** Begin **

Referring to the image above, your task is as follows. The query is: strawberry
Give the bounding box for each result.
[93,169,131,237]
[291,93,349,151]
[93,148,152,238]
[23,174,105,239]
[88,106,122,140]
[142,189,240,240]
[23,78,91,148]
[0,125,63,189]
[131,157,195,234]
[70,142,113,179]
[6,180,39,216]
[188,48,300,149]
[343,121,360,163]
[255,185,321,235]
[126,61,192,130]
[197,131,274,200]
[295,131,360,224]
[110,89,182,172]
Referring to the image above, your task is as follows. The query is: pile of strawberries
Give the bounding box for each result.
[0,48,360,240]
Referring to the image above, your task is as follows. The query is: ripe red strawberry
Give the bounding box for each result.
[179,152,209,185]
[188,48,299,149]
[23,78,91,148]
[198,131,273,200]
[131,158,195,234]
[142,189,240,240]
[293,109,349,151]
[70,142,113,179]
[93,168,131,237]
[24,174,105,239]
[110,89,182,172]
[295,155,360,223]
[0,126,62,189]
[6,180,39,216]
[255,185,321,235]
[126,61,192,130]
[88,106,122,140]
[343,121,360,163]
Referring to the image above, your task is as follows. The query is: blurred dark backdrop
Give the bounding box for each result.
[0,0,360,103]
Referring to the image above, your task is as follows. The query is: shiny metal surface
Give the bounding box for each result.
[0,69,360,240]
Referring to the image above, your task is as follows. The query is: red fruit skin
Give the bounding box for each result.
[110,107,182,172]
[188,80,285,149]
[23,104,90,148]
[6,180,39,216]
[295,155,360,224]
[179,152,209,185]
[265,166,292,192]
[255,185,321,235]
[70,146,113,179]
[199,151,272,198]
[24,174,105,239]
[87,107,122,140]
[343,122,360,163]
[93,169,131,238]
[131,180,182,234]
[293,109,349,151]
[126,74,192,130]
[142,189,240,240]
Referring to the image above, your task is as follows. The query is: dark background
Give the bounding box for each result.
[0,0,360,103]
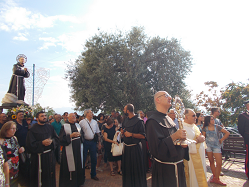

** End **

- The task
Copy every line of the data above word for word, leaving out the pictures.

- Finished task
Referring to the image above, your task is as follows. The query is: strawberry
Give the bounding box for each result.
[93,169,131,237]
[291,93,349,151]
[93,148,152,238]
[23,174,105,239]
[88,106,122,140]
[142,189,240,240]
[23,78,91,148]
[0,125,63,189]
[131,157,195,234]
[70,142,113,179]
[6,180,39,216]
[188,48,300,149]
[343,121,360,163]
[255,185,321,235]
[126,61,192,130]
[197,131,274,200]
[295,131,360,224]
[110,89,182,172]
Referring to the image above, your task is as follows. The query is: pile of strawberries
Give the bounding box for each result.
[0,48,360,240]
Referring to the image above, your task is as follows. The query is: ripe red strawberry
Give the bounding box for each result.
[179,152,209,185]
[188,48,299,149]
[23,78,91,148]
[198,131,273,200]
[131,158,195,234]
[142,189,240,240]
[293,109,349,151]
[70,142,113,179]
[93,168,131,237]
[24,174,105,239]
[110,89,182,172]
[295,155,360,223]
[0,126,62,189]
[6,180,39,216]
[255,185,321,235]
[126,61,192,130]
[88,106,122,140]
[343,121,360,163]
Referring to the image above, your task is as follows. The query is: blurred dark backdrop
Give the bounding box for each result.
[0,0,360,103]
Referring to the image above, your task is as follows. The query is: shiny metal surface
Give the bounding box for each result.
[0,69,360,240]
Referring to the image above, your task is as follows. The query is: red fruit skin
Give the bounding box for each result.
[110,107,182,172]
[188,80,285,149]
[23,104,90,148]
[6,180,39,216]
[295,155,360,224]
[179,152,209,185]
[265,166,292,192]
[255,185,321,235]
[70,146,113,179]
[199,151,272,198]
[24,174,105,239]
[87,107,122,140]
[343,122,360,163]
[93,169,131,238]
[131,180,182,234]
[293,109,349,151]
[126,74,192,130]
[142,189,240,240]
Referring to the image above, your task is as follows. The query is: dark background
Give the bounding box for each result.
[0,0,360,103]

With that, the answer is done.